:: CHECK YOUR UNDERSTANDING ::
1/ Do these statements agree with the essay on rights versus privilege? (a) The writer will keep the land for good. (b) Seeing things as a privilege makes the writer less defensive when challenged. (c) Having children is a right. Answer yes or no for each, and quote the deciding words of the essay exactly.
2/ Translate this sentence from the essay on rights versus privilege into Spanish: "Observe a person’s thinking and you will see their future."
3/ Why does the essay on rights versus privilege say our thinking is so important? Answer in one to three sentences.

:: EXTRACT PROVIDED ::
I admit that as a dairy farmer, more than once, I have entertained the idea that I should have the “right” to farm the way I want. I own the land, so I should be able to do what I want with it, right? And they are “my” cattle, so I should be able to raise them how I see fit, and not have to listen to what other people think I should do with them. And shouldn’t I have the same “rights” with everything else I own, because I paid for them?

As I get older, experience, and the wisdom that sometimes (I wish that I could say always) follows my experience, has challenged my thinking regarding my rights verses my privileges. Our thinking is very important because it is the foundation of all our current and future, beliefs, words, and actions. Observe a person’s thinking and you will see their future.

I have come to realize that it really doesn’t matter how much I paid for that land, or how much legal documentation I have, to try and prove that it is mine, those acres really do not belong to me. It really doesn’t matter if the value of that land is a hundred dollars, or a hundred million dollars, it will all be taken from me. Regardless of who my attorney is, I will lose every inch of that land at some point in my life. And that is true for all people, and all belongings. Most of us will lose those “things”, when leaving this earth, but some will lose them even before that unfortunate time, for various reasons.

At this point in my life, my thinking has changed to embrace the idea of privilege, rather than one of entitlement. I now see myself as having the privilege to be the current caretaker of everything that I have, rather than thinking I have a right to them, simply because I paid for them. Seeing those things as a privilege rather than a right, changes how I think about them. I now think less about my rights or what I am entitled to, and more about how thankful I should be to have the “privilege” to be a steward over those things. My thankfulness and privilege mindset causes me to be less defensive when people challenge what I do, or why I do things a certain way, and more open to share my thankfulness instead.

I have found that this, right verses privilege, concept applies everywhere in our lives, including the extremely important area of relationships. For example, there are really few, if any, rights regarding our children. Just because they have our DNA, certain genes, habits, or likenesses, does not really mean that they are really ours. Like everything else in our lives that we are unable to take with us forever, we are simply caretakers for our children. It is not a right to have children, it is one of the biggest privileges we will ever have. And if we truly see our role as a parent, being a privilege, rather than a right, it should also create more thankfulness for the opportunity, that not everyone will share in.

The same is true for marriages, and really all other relationships, they are privileges not rights, and should be treated that way. Often, we don’t become thankful for things until they exit our lives. Seeing all people that are in our lives as a tremendous privilege, will help us value them, and be more thankful for those people now, rather than having to wait for a funeral. I believe that we don’t have a right, to any person currently in our life, and that we should see every person, as a privilege that will not be here forever.

Millennials are currently get a bad rap for being the entitlement generation. It may be that their view of entitlement is different than the rest of us, but I believe all of us could benefit from reviewing our thinking regarding right versus privilege.

:: SOURCE INFORMATION ::
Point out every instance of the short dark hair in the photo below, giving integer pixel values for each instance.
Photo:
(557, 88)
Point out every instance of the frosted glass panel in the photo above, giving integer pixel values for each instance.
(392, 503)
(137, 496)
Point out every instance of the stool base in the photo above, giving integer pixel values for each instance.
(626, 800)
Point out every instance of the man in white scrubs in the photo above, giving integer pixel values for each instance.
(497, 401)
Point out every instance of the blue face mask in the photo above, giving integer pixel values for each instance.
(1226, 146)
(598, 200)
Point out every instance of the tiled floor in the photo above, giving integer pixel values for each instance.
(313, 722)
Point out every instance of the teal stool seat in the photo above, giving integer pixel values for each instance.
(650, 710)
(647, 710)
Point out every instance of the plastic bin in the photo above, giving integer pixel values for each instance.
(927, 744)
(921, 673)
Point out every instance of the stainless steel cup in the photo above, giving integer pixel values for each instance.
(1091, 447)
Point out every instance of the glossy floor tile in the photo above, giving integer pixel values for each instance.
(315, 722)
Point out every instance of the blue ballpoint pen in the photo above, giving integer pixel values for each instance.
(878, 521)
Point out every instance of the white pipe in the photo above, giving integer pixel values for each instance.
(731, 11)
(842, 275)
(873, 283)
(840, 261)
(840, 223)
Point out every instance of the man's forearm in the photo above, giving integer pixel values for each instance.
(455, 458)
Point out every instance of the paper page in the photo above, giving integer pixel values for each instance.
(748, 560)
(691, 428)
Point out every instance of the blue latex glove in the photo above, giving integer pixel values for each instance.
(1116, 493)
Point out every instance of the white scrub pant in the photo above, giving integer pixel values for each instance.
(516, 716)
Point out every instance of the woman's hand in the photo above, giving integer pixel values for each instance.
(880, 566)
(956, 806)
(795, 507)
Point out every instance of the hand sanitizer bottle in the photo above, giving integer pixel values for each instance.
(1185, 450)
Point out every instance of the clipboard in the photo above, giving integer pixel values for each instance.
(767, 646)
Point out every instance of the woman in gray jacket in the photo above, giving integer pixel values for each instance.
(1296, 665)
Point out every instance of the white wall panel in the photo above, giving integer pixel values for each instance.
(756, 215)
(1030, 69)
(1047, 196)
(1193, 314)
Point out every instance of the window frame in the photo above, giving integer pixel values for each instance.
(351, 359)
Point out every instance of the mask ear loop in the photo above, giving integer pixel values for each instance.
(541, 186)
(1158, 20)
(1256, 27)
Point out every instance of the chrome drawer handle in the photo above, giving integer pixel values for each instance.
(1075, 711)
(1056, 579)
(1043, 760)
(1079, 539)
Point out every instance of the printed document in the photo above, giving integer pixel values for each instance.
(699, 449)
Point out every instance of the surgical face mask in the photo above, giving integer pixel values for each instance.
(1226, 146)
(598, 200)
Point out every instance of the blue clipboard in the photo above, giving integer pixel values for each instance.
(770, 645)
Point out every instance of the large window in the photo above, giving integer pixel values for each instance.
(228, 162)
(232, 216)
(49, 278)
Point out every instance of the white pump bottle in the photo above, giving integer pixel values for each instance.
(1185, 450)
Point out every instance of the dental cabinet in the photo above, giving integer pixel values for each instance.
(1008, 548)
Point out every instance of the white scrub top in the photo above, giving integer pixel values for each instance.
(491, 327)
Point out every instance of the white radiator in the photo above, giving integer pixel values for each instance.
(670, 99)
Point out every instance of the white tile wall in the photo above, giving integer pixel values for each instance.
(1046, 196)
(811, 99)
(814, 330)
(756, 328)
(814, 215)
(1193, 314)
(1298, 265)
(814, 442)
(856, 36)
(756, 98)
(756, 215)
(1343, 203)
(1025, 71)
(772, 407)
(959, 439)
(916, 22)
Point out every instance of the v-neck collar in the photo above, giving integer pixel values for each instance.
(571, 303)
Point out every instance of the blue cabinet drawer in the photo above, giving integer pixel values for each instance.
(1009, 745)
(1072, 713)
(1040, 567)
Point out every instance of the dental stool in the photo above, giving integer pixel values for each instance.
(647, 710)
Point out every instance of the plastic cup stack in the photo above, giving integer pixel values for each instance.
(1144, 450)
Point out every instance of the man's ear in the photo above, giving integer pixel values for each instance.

:: RESULTS ::
1/
(a) No: "I will lose every inch of that land at some point in my life."
(b) Yes: "My thankfulness and privilege mindset causes me to be less defensive when people challenge what I do"
(c) No: "It is not a right to have children, it is one of the biggest privileges we will ever have."

2/ Observa el pensamiento de una persona y verás su futuro.

3/ Our thinking is the foundation of all our current and future beliefs, words, and actions. That is why observing a person's thinking shows that person's future.